#### Texto del documento
Siempre que se habla de Highsmith se comienza por un alambicado –y tedioso cuando ya se han leído varios libros y artículos sobre el tema– ejercicio biográfico. Se comienza hablando de su insana relación de amor-odio por su madre; se pasa por una más que pantanosa descripción de cómo la autora despreciaba sus propias tendencias homosexuales y destruía a sus amantes; se describe con pelos y señales su obsesión por el dinero y el éxito, su exacerbada misantropía, su preferencia por los gatos antes que por las personas, su miedo a los negros y su antisemitismo confeso, su alcoholismo crónico y su endiablada afición por destruir a quienes amaba. Todo ese ejercicio –tanto más infructuoso cuanto que la propia Highsmith se encargó concienzudamente de llenar su vida de pistas falsas– termina por convertir a la autora (al igual que Scott Fitzgerald) en una especie de mal personaje de sus propias novelas. Uno especialmente chusco precisamente porque todo se intenta cuadrar y justificar en ella, y su vida se hace previsible, justo lo opuesto a la de su brillante alter ego y máxima creación: el siempre imprevisible Ripley. Otra tentación infructuosa a la que nadie parece resistirse (ni siquiera la propia Joan Schenkar, quien por otra parte ha sabido escribir el mejor estudio sobre la autora: Talented Miss Highsmith) es la de preguntarse si la propia Highsmith era o no una asesina en potencia que sublimó sus sádicos apetitos con la escritura compulsiva de, si no me fallan los cálculos, 22 novelas, siete libros de relatos y más de 8.000 páginas de diarios aún sin editar.

#### Información proporcionada
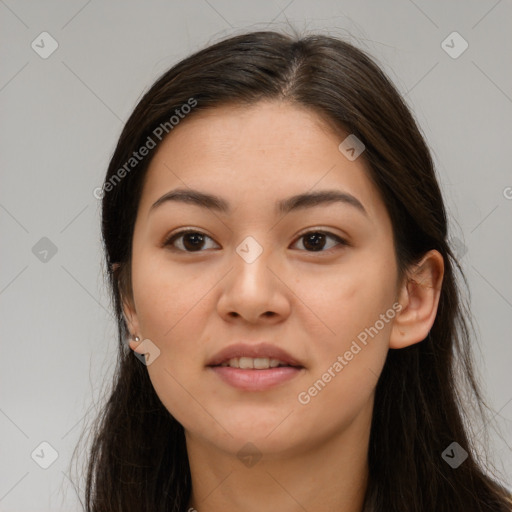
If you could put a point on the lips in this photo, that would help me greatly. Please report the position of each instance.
(261, 350)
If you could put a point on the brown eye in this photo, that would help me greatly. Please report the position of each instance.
(315, 241)
(187, 241)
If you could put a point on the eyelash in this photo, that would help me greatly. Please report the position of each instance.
(172, 238)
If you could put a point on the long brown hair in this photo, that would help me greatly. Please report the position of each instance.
(138, 459)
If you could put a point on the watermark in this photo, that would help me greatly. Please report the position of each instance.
(454, 455)
(351, 147)
(304, 397)
(137, 156)
(249, 455)
(454, 45)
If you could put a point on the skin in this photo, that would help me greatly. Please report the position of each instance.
(311, 303)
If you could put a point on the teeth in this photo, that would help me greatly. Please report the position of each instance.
(259, 363)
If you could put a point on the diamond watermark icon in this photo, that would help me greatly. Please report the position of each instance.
(44, 455)
(351, 147)
(44, 45)
(249, 250)
(249, 455)
(44, 250)
(149, 352)
(454, 455)
(454, 45)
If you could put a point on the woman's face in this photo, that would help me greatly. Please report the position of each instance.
(254, 274)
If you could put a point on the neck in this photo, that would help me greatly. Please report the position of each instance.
(330, 475)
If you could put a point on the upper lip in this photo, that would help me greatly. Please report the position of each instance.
(253, 350)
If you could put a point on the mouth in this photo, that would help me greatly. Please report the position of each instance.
(262, 356)
(256, 363)
(255, 367)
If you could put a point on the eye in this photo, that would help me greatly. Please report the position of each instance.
(189, 240)
(315, 241)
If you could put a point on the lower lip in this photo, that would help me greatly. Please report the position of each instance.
(256, 380)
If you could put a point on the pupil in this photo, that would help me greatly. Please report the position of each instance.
(315, 240)
(197, 241)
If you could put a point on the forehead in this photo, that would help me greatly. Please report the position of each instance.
(257, 154)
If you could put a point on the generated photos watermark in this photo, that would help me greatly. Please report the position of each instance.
(304, 397)
(137, 156)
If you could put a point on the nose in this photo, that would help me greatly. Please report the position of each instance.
(255, 288)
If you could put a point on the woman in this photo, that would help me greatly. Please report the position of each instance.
(277, 249)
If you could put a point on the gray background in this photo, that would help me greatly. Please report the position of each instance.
(61, 117)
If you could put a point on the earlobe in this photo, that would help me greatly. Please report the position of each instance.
(130, 317)
(419, 296)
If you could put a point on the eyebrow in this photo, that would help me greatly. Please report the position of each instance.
(293, 203)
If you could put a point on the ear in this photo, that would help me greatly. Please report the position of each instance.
(419, 296)
(129, 310)
(132, 322)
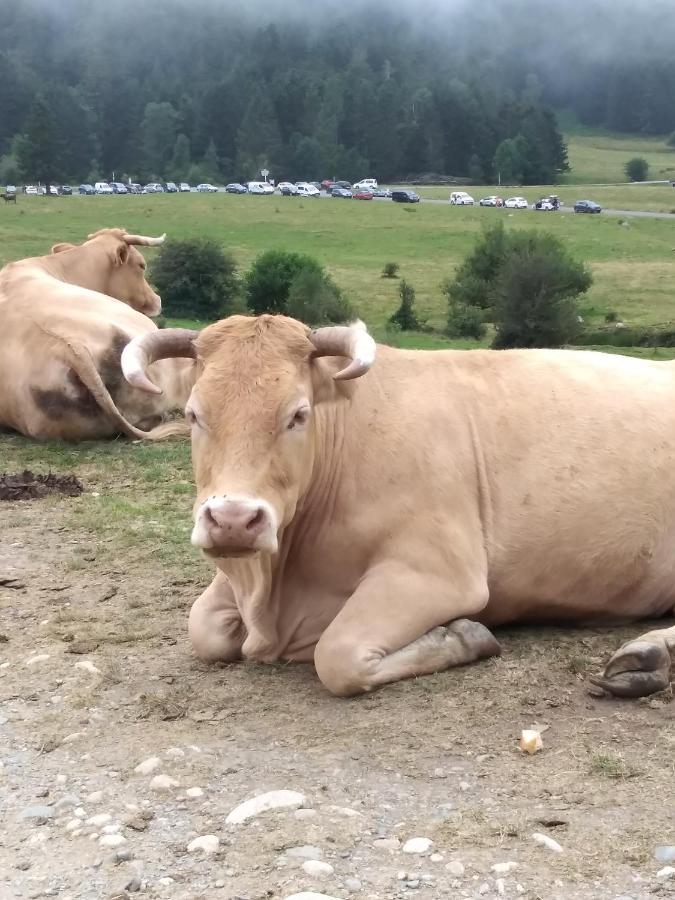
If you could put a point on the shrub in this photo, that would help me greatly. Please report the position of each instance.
(196, 279)
(637, 169)
(269, 279)
(405, 316)
(465, 321)
(315, 299)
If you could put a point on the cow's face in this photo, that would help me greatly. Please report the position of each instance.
(253, 414)
(127, 281)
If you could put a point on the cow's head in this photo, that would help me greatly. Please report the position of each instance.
(115, 268)
(253, 417)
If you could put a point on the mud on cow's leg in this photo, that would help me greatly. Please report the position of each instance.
(378, 638)
(215, 627)
(642, 666)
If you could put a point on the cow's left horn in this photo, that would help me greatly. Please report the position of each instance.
(143, 351)
(350, 341)
(144, 241)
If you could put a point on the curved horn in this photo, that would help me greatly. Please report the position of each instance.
(144, 241)
(351, 341)
(148, 348)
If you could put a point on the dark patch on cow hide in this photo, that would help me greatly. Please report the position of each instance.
(28, 486)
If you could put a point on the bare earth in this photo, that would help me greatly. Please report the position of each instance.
(437, 757)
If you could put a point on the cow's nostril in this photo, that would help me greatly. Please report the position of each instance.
(255, 520)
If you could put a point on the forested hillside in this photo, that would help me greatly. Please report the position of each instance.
(202, 90)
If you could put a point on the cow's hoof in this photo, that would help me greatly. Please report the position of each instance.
(638, 669)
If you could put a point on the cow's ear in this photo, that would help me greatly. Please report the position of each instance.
(121, 254)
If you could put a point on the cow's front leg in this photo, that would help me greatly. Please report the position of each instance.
(215, 627)
(641, 667)
(394, 627)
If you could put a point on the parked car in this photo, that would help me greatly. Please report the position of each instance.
(365, 183)
(589, 206)
(461, 198)
(260, 187)
(305, 189)
(515, 203)
(405, 197)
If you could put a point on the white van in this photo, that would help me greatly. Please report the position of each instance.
(461, 198)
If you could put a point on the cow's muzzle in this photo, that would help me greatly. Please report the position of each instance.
(235, 526)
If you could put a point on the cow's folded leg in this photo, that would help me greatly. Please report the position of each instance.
(379, 638)
(641, 667)
(215, 627)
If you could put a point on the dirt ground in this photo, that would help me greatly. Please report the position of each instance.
(436, 757)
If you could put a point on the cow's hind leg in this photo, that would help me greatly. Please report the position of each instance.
(641, 667)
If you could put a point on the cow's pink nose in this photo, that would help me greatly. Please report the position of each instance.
(234, 525)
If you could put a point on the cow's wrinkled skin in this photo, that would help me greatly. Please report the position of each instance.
(379, 527)
(63, 331)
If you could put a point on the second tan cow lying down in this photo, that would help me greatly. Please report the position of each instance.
(379, 523)
(64, 320)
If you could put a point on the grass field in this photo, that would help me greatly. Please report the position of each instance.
(633, 263)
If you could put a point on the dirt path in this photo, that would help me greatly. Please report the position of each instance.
(96, 676)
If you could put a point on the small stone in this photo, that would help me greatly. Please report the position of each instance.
(207, 843)
(455, 868)
(263, 803)
(148, 766)
(98, 820)
(193, 793)
(417, 845)
(306, 851)
(163, 783)
(111, 840)
(504, 868)
(317, 869)
(387, 843)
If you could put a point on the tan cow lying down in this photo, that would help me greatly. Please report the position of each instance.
(62, 338)
(381, 526)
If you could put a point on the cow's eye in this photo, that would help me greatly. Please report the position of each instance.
(300, 417)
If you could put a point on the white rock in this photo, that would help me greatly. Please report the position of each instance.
(264, 802)
(317, 869)
(546, 841)
(100, 819)
(88, 666)
(148, 766)
(193, 793)
(417, 845)
(112, 840)
(504, 868)
(38, 658)
(163, 783)
(455, 868)
(207, 843)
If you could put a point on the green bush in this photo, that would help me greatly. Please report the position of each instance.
(196, 279)
(268, 282)
(314, 298)
(465, 321)
(405, 316)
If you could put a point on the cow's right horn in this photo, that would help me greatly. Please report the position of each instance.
(143, 351)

#### Enunciado del problema
Según el texto sobre Highsmith, ¿cuál es el mejor estudio sobre la autora? Indica el título y quién lo escribió, por favor.

#### Solución del problema
Talented Miss Highsmith, de Joan Schenkar.